> _EXTRACTED MATERIAL_
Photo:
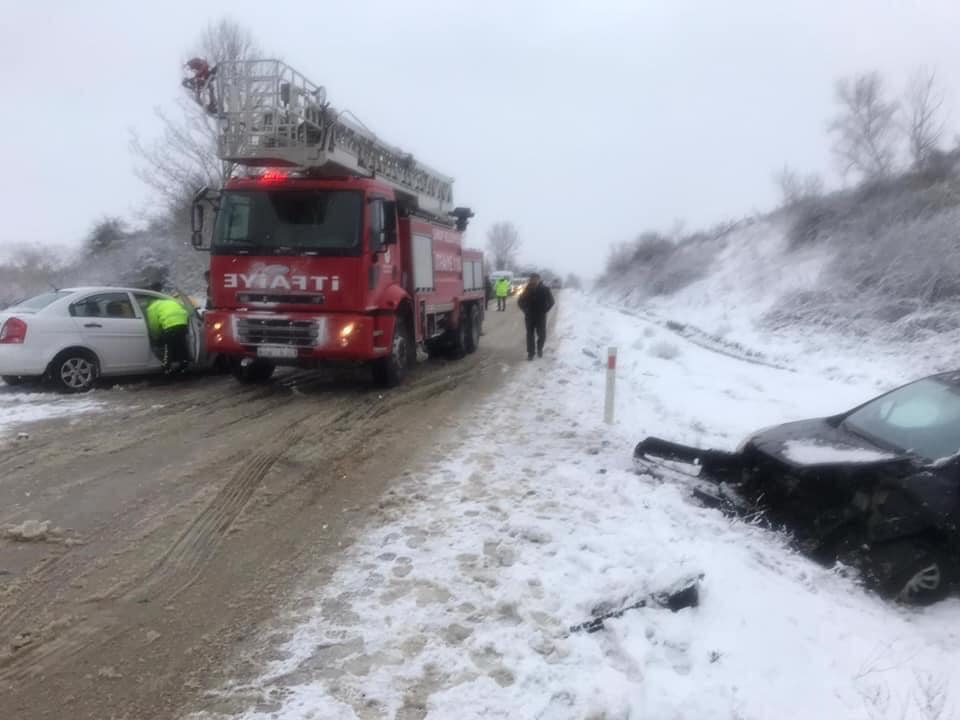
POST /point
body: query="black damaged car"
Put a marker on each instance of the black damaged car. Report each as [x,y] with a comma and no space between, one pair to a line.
[876,488]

> _EXERCISE DIRECTIONS_
Render these records as a two-column CSV with the header row request,answer and one row per record. Put each request's text and its answer in one quoted field each, with line breaks turned into spaces, and leave out the pictures.

> _RESULT_
request,answer
"Photo: POST /point body: query=""black damaged car"" Put a marker on each instance of the black damaged car. Report each as [x,y] with a comma and no space between, one pair to a line.","[876,488]"